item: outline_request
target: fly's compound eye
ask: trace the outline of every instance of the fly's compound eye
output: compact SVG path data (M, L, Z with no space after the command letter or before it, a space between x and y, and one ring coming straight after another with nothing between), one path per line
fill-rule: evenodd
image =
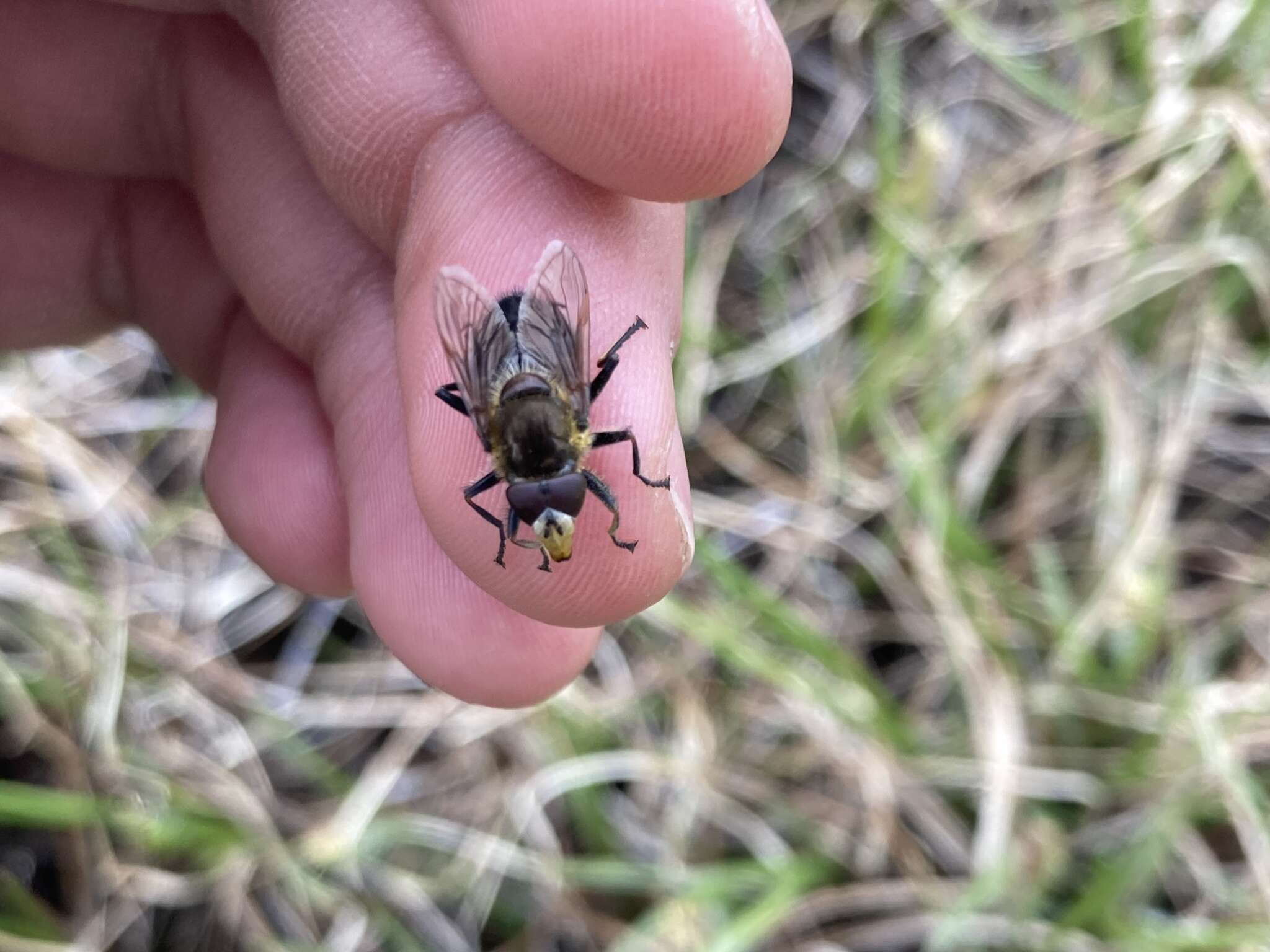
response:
· · · ·
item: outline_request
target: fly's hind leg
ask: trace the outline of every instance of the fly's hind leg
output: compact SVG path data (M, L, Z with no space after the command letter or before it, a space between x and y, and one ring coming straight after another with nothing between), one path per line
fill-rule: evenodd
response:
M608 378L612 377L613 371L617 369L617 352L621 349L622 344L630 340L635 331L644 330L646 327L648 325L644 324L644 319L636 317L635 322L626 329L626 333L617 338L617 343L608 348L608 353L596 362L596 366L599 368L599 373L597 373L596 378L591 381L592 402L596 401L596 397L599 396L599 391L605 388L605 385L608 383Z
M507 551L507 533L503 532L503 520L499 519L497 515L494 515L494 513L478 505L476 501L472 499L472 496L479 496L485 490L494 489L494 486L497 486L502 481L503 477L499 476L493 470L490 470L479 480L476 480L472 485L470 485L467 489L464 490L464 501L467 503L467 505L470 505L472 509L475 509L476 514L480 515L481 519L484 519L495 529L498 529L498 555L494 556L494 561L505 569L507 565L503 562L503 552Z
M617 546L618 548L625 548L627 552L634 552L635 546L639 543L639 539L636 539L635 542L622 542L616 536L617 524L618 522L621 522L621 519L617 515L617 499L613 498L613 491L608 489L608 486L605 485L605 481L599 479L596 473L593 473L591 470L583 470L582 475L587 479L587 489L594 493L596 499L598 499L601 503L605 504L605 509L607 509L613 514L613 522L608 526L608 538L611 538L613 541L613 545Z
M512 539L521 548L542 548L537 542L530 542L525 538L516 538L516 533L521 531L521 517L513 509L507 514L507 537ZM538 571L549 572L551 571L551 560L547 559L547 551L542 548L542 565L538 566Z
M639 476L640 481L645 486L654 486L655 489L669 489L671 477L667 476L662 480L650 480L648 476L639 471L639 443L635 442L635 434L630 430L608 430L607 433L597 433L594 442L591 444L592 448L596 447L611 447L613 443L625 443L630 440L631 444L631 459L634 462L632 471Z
· · · ·
Please show each line of the items above that contains the string "compound", copying every such line in full. Matches must have the same case.

target: fly's compound eye
ask: trace the outline of every instance of the fly's compound eye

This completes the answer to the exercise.